Source passage:
————————

# BCD Deduplication: Effective Memory Compression Using Partial Cache-Line Deduplication

Extended Abstract

Sungbo Park<sup>1</sup>, Ingab Kang<sup>2</sup>, Yaebin Moon<sup>2</sup>, Jung Ho Ahn<sup>2</sup>, and G. Edward Suh<sup>1</sup>
<sup>1</sup>Cornell University, <sup>2</sup>Seoul National University

#### 1. Motivation

Memory-intensive workloads such as in-memory databases have large working sets, and their performance is often quite sensitive to memory capacity. For example, if an application's working set does not fit in memory, disk accesses can significantly degrade performance. Unfortunately, the main memory (DRAM) cost is already a significant portion of the total cost of modern data centers, and it is costly to simply increase physical memory capacity. Moreover, large-capacity DRAM modules consume a significant amount of energy; DRAM consumes  $20{\sim}30\%$  of the system energy in data centers [3]. Thus, reducing the physical DRAM capacity needed for a given workload is important to save DRAM cost and energy consumption.

### 2. Limitations of the State of the Art

Hardware-based memory compression techniques have the potential to significantly reduce the DRAM cost and improve the performance of memory-constrained applications by allowing more data to be stored in given physical memory. However, memory compression techniques need to carefully balance complexity and compression ratio; complex compression algorithms often achieve a higher compression ratio but may lead to significant performance degradation due to additional memory accesses and decompression latency.

————————

(Collected data)
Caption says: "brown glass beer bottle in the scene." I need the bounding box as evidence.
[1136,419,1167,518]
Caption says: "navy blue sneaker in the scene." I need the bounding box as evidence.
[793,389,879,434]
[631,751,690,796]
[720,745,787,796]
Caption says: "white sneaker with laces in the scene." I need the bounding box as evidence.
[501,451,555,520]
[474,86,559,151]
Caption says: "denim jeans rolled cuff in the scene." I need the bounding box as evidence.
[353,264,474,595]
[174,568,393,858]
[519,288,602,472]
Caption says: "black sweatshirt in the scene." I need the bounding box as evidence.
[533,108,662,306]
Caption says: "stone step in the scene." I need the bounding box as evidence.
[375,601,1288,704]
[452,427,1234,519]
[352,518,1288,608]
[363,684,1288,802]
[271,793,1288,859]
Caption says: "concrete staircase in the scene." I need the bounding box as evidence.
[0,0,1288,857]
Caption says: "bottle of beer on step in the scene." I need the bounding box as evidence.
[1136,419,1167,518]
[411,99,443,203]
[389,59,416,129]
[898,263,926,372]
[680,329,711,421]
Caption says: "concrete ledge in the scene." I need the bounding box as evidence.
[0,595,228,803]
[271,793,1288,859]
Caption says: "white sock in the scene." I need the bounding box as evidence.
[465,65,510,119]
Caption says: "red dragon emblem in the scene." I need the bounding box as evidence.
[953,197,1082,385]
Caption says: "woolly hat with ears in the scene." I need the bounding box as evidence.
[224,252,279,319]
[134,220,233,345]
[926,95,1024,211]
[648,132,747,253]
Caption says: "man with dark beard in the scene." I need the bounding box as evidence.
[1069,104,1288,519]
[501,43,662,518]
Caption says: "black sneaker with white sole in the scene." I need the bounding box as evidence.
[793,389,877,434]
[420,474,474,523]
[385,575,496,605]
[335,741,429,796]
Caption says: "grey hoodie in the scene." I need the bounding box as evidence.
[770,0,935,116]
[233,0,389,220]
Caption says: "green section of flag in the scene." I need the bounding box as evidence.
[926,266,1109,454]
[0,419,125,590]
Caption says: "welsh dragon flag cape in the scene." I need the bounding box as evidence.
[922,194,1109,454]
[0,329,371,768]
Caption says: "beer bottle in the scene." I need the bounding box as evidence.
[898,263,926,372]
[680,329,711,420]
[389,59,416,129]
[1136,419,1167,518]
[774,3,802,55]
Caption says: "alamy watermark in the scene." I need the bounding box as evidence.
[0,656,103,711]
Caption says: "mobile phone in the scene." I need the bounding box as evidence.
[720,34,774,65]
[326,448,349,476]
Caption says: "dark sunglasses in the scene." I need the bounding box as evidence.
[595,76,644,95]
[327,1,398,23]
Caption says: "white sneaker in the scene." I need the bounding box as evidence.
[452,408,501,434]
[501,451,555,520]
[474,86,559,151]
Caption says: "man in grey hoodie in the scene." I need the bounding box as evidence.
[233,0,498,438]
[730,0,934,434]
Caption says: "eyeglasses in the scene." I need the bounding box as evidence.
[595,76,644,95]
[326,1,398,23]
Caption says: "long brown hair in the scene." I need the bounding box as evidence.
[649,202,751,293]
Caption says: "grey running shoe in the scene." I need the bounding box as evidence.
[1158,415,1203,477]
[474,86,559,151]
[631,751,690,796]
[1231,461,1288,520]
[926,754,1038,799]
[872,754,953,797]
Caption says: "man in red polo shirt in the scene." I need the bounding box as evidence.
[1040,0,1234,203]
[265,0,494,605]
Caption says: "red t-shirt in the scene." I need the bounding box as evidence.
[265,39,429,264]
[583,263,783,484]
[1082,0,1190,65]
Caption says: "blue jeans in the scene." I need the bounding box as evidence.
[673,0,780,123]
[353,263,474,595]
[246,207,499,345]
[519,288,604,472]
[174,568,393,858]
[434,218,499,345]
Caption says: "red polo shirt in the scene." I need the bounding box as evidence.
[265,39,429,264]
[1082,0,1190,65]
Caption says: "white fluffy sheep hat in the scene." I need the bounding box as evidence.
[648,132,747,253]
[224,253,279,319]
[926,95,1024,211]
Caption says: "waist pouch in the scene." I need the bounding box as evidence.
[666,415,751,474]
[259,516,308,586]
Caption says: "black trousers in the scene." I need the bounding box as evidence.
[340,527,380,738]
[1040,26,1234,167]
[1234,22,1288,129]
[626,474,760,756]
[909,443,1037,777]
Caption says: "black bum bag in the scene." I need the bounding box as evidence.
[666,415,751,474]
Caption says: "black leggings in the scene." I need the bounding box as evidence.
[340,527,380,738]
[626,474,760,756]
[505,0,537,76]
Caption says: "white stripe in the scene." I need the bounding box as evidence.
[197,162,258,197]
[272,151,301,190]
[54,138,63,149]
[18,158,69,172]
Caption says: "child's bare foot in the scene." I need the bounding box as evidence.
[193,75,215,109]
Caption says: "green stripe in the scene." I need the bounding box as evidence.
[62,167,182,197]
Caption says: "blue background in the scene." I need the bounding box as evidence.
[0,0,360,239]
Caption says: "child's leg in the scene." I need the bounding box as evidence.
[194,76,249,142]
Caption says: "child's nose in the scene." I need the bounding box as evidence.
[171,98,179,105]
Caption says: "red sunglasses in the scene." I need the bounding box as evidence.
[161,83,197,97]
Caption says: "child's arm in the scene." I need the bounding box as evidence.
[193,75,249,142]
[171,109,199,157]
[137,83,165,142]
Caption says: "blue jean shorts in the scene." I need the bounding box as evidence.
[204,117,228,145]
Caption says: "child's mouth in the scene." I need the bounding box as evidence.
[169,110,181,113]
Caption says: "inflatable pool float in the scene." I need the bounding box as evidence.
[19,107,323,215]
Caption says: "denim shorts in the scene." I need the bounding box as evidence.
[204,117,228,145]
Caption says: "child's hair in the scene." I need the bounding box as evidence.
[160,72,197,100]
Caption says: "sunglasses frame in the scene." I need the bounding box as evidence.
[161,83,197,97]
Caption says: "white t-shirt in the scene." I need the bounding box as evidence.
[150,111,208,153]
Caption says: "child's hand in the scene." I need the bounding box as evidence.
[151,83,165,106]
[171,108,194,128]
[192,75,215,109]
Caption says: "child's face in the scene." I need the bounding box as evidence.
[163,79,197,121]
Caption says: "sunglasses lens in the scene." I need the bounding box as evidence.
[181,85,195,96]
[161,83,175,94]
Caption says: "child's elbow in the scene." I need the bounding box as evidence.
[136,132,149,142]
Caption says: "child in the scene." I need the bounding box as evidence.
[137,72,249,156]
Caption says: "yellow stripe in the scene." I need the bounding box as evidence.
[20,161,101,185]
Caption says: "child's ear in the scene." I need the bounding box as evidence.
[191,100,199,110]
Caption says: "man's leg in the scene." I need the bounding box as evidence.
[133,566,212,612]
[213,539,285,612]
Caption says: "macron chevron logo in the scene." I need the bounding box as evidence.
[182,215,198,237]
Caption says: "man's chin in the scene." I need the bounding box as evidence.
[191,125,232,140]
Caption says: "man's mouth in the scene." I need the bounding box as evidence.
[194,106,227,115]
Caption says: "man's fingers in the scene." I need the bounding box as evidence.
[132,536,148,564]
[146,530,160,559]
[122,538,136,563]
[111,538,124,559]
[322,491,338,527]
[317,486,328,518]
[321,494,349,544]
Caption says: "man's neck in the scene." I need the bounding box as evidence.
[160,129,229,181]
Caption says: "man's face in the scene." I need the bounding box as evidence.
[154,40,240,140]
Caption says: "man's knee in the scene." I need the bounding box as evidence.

————————

To be done:
1. Could you repeat the BCD deduplication abstract from "### 2. Limitations" up to and including "and decompression latency.", word for word?
2. Can you write the next part of the BCD deduplication abstract, picking up right after its last sentence?

Expected responses:
1.
### 2. Limitations of the State of the Art

Hardware-based memory compression techniques have the potential to significantly reduce the DRAM cost and improve the performance of memory-constrained applications by allowing more data to be stored in given physical memory. However, memory compression techniques need to carefully balance complexity and compression ratio; complex compression algorithms often achieve a higher compression ratio but may lead to significant performance degradation due to additional memory accesses and decompression latency.

2.
Pattern-based Cache-Line Compression: Since additional memory accesses may significantly hinder performance due to the long latency, most memory compression techniques operate at a cache-line granularity. These techniques have low latency, but they often have relatively low compression ratios because they cannot exploit redundancy beyond one cache line.

**Dictionary-Based Compression:** Since a dictionary-based approach requires additional accesses to the dictionary, only a few schemes, including IBM's Memory Expansion Technology (MXT) [2], have been proposed for main memory. While MXT has a relatively high compression ratio, it has long latencies to compress and decompress a 1-KB block at a time. To hide the latencies, MXT uses a 32-MB cache in front of the compressed memory. Even with the large cache, the performance overhead would be significant for applications with working sets larger than the large cache.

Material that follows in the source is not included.